▶ **Data for this task**:

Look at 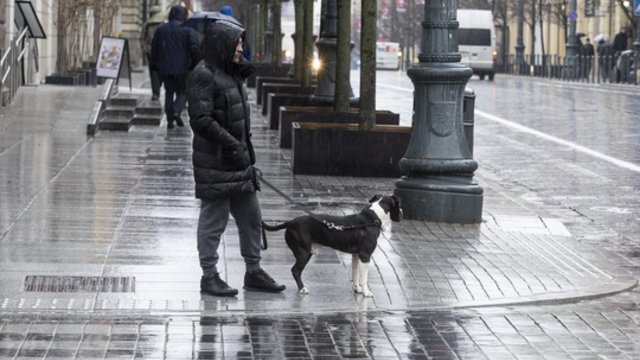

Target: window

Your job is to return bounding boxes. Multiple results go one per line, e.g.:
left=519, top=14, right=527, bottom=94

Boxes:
left=458, top=29, right=491, bottom=46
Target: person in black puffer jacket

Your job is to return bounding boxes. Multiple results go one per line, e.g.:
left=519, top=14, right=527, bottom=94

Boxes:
left=187, top=20, right=285, bottom=297
left=151, top=5, right=199, bottom=128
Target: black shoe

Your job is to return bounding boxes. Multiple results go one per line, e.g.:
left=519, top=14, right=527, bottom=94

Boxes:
left=173, top=113, right=184, bottom=127
left=167, top=121, right=175, bottom=129
left=151, top=94, right=159, bottom=101
left=244, top=269, right=286, bottom=293
left=200, top=273, right=238, bottom=297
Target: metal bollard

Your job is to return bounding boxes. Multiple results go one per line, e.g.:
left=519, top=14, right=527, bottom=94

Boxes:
left=463, top=87, right=476, bottom=157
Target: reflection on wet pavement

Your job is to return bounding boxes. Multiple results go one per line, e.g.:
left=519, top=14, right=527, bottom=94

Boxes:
left=0, top=298, right=638, bottom=359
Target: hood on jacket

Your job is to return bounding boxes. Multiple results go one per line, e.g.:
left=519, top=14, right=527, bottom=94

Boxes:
left=202, top=21, right=245, bottom=72
left=168, top=5, right=188, bottom=22
left=219, top=5, right=233, bottom=16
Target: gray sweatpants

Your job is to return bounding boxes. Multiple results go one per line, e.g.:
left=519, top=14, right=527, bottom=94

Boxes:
left=197, top=193, right=263, bottom=277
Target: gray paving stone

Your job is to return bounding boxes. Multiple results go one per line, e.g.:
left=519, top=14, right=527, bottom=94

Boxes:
left=0, top=72, right=639, bottom=358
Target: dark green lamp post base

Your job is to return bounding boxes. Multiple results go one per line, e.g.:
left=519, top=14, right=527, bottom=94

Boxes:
left=395, top=175, right=483, bottom=223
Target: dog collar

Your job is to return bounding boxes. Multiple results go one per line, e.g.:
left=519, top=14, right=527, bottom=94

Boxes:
left=319, top=218, right=382, bottom=231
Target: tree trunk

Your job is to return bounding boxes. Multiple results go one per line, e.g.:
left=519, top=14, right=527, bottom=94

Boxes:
left=335, top=0, right=351, bottom=112
left=258, top=0, right=268, bottom=62
left=272, top=0, right=283, bottom=66
left=301, top=0, right=314, bottom=87
left=93, top=0, right=102, bottom=58
left=56, top=2, right=67, bottom=74
left=359, top=0, right=376, bottom=130
left=294, top=0, right=304, bottom=82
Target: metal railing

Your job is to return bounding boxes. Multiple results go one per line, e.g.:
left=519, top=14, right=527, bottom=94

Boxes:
left=501, top=51, right=637, bottom=85
left=0, top=27, right=30, bottom=115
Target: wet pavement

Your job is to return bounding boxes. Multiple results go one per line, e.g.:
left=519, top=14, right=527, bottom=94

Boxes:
left=0, top=70, right=638, bottom=359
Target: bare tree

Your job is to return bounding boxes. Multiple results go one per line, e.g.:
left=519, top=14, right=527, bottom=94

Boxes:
left=525, top=0, right=537, bottom=57
left=615, top=0, right=637, bottom=29
left=293, top=0, right=304, bottom=81
left=359, top=0, right=376, bottom=131
left=301, top=0, right=314, bottom=87
left=335, top=0, right=351, bottom=112
left=57, top=0, right=120, bottom=74
left=272, top=0, right=283, bottom=66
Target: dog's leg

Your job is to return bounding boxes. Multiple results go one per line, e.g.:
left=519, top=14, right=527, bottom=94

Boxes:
left=358, top=261, right=373, bottom=297
left=351, top=255, right=362, bottom=293
left=292, top=253, right=312, bottom=294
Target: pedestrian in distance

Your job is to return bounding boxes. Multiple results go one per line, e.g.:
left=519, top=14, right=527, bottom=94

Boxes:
left=597, top=39, right=615, bottom=83
left=575, top=35, right=585, bottom=79
left=612, top=27, right=629, bottom=83
left=219, top=5, right=252, bottom=62
left=150, top=5, right=200, bottom=129
left=187, top=20, right=285, bottom=297
left=140, top=5, right=164, bottom=101
left=612, top=27, right=628, bottom=54
left=582, top=37, right=595, bottom=80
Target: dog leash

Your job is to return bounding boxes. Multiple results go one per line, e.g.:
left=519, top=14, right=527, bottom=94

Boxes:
left=259, top=177, right=316, bottom=216
left=259, top=177, right=382, bottom=250
left=258, top=176, right=313, bottom=251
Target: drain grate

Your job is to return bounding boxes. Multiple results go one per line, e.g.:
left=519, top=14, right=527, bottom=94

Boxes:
left=24, top=275, right=135, bottom=293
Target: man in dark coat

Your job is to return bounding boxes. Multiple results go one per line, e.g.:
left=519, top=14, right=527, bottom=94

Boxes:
left=597, top=39, right=615, bottom=82
left=141, top=5, right=163, bottom=101
left=187, top=20, right=285, bottom=296
left=582, top=38, right=595, bottom=79
left=613, top=27, right=628, bottom=53
left=151, top=5, right=199, bottom=129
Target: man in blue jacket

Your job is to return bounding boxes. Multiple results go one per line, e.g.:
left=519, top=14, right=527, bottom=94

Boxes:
left=151, top=5, right=199, bottom=129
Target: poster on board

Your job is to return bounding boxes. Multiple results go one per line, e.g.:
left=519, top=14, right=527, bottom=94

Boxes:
left=96, top=36, right=132, bottom=90
left=96, top=37, right=127, bottom=78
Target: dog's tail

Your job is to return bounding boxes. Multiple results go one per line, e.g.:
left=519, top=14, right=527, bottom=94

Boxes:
left=261, top=221, right=290, bottom=231
left=260, top=220, right=291, bottom=251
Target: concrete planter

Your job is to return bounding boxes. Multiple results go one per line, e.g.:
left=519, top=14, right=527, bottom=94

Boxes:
left=256, top=77, right=302, bottom=105
left=292, top=122, right=411, bottom=177
left=246, top=64, right=292, bottom=88
left=265, top=94, right=315, bottom=129
left=45, top=74, right=80, bottom=85
left=279, top=107, right=399, bottom=148
left=261, top=83, right=316, bottom=111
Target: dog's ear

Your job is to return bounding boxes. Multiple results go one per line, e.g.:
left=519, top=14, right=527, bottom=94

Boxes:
left=369, top=194, right=382, bottom=203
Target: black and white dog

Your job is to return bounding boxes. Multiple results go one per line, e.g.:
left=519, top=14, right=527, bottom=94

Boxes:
left=262, top=195, right=402, bottom=297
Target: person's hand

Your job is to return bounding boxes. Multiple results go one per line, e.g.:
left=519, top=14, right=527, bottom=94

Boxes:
left=223, top=143, right=246, bottom=169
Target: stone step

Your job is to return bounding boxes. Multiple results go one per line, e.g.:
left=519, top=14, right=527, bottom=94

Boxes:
left=136, top=105, right=163, bottom=116
left=103, top=105, right=135, bottom=119
left=99, top=115, right=132, bottom=131
left=132, top=114, right=162, bottom=126
left=109, top=95, right=139, bottom=108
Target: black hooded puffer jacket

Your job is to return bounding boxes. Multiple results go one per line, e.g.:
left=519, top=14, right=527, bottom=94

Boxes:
left=187, top=21, right=257, bottom=199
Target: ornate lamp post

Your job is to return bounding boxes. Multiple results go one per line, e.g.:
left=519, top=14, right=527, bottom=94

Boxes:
left=394, top=0, right=483, bottom=223
left=515, top=0, right=526, bottom=74
left=634, top=14, right=640, bottom=83
left=564, top=0, right=578, bottom=78
left=311, top=0, right=356, bottom=105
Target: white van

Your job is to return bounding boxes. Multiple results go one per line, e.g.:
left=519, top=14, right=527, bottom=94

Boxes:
left=457, top=9, right=496, bottom=81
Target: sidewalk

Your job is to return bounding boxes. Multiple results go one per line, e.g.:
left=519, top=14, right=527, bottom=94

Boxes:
left=0, top=72, right=638, bottom=359
left=0, top=71, right=634, bottom=317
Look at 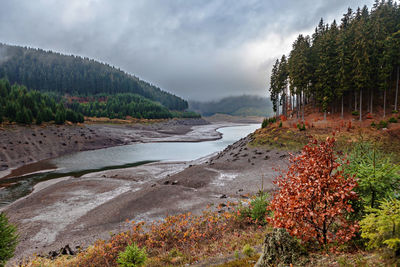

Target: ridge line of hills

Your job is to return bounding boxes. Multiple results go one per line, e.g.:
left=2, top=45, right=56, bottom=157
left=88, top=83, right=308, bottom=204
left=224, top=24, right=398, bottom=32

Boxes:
left=0, top=43, right=187, bottom=111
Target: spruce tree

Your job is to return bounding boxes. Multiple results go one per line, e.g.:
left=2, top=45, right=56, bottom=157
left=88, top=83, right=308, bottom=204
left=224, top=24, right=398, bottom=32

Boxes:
left=0, top=213, right=18, bottom=266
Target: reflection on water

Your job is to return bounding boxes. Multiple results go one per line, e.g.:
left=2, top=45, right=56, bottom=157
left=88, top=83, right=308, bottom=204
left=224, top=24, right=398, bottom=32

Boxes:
left=0, top=124, right=259, bottom=207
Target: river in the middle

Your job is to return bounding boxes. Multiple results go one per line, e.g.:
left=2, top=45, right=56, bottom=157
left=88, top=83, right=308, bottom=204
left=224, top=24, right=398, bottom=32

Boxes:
left=0, top=124, right=259, bottom=207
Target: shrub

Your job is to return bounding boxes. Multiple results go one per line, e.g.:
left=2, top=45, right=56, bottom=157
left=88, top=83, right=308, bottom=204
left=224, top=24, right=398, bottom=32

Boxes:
left=346, top=142, right=400, bottom=209
left=236, top=192, right=269, bottom=225
left=117, top=243, right=147, bottom=267
left=261, top=117, right=277, bottom=128
left=249, top=192, right=269, bottom=225
left=378, top=120, right=388, bottom=129
left=268, top=137, right=358, bottom=245
left=35, top=111, right=43, bottom=125
left=242, top=244, right=254, bottom=257
left=16, top=107, right=33, bottom=124
left=360, top=198, right=400, bottom=255
left=55, top=109, right=66, bottom=125
left=388, top=117, right=398, bottom=123
left=371, top=121, right=376, bottom=128
left=261, top=118, right=269, bottom=128
left=66, top=109, right=78, bottom=123
left=392, top=110, right=399, bottom=114
left=352, top=110, right=359, bottom=116
left=0, top=213, right=18, bottom=266
left=297, top=123, right=306, bottom=131
left=279, top=122, right=282, bottom=128
left=41, top=107, right=55, bottom=122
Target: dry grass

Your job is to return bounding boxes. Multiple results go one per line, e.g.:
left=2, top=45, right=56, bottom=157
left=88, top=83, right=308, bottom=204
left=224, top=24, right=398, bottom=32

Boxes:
left=21, top=203, right=267, bottom=267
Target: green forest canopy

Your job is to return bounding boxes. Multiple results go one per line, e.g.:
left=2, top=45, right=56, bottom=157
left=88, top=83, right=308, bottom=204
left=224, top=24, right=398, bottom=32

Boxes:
left=0, top=43, right=188, bottom=111
left=0, top=78, right=200, bottom=125
left=269, top=0, right=400, bottom=121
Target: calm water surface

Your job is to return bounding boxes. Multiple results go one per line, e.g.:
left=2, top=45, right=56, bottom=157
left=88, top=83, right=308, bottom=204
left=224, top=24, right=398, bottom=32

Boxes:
left=0, top=124, right=259, bottom=206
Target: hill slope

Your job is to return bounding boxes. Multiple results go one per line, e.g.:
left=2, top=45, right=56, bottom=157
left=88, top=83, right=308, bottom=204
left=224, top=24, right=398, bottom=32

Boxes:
left=189, top=95, right=273, bottom=117
left=0, top=43, right=187, bottom=110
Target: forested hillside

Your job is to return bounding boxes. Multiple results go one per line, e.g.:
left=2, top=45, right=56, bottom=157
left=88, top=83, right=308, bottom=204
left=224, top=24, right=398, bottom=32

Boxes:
left=0, top=43, right=188, bottom=111
left=189, top=95, right=273, bottom=117
left=0, top=78, right=84, bottom=125
left=270, top=1, right=400, bottom=121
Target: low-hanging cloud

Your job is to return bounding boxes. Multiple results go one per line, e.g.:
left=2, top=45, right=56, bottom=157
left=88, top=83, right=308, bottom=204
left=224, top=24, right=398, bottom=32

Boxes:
left=0, top=0, right=375, bottom=101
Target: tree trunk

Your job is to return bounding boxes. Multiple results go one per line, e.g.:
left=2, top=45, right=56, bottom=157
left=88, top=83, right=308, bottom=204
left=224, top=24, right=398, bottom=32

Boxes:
left=384, top=87, right=386, bottom=118
left=367, top=89, right=370, bottom=113
left=293, top=94, right=295, bottom=114
left=301, top=92, right=305, bottom=121
left=355, top=91, right=357, bottom=111
left=341, top=95, right=344, bottom=119
left=349, top=93, right=352, bottom=113
left=276, top=95, right=279, bottom=118
left=359, top=89, right=363, bottom=122
left=396, top=66, right=399, bottom=111
left=370, top=90, right=373, bottom=114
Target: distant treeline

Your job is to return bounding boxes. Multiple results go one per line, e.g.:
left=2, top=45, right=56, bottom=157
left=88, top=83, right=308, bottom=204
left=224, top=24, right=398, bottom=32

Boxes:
left=189, top=95, right=273, bottom=117
left=0, top=78, right=83, bottom=125
left=68, top=93, right=200, bottom=119
left=0, top=78, right=200, bottom=125
left=269, top=1, right=400, bottom=120
left=0, top=43, right=188, bottom=111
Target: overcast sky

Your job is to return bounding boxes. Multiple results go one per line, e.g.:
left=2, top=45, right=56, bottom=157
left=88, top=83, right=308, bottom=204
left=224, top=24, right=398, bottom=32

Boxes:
left=0, top=0, right=375, bottom=101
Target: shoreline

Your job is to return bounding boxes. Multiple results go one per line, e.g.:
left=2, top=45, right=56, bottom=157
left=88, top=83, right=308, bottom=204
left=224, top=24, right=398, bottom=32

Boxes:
left=0, top=119, right=247, bottom=180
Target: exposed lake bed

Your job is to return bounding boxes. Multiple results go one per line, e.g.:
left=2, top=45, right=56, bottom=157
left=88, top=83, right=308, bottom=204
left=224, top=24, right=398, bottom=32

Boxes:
left=0, top=119, right=288, bottom=262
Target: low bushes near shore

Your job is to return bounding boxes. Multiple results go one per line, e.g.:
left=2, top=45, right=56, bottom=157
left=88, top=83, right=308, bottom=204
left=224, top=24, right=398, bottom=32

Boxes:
left=25, top=201, right=267, bottom=267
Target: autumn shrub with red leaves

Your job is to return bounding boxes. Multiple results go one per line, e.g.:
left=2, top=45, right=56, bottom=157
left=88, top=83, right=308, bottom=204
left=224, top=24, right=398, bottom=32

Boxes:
left=268, top=136, right=359, bottom=246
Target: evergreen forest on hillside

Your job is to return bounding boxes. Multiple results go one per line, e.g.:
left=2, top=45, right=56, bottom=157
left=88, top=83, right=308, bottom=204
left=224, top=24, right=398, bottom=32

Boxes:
left=0, top=78, right=199, bottom=125
left=0, top=43, right=188, bottom=111
left=269, top=0, right=400, bottom=121
left=0, top=78, right=83, bottom=125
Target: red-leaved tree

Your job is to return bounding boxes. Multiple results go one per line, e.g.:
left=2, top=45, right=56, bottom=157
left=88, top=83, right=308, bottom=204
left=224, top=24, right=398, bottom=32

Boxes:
left=268, top=136, right=358, bottom=245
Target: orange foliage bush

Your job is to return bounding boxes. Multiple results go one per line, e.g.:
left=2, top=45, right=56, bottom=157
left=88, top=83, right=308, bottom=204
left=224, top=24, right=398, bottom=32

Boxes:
left=268, top=136, right=359, bottom=245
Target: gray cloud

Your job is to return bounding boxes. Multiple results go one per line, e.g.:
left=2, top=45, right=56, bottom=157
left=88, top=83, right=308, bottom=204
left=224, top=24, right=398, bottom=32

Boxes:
left=0, top=0, right=375, bottom=101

▶ **Work to complete**: Please state the number of lines above that hold the string "gray", with nothing else added.

▶ **Solved problem**: 3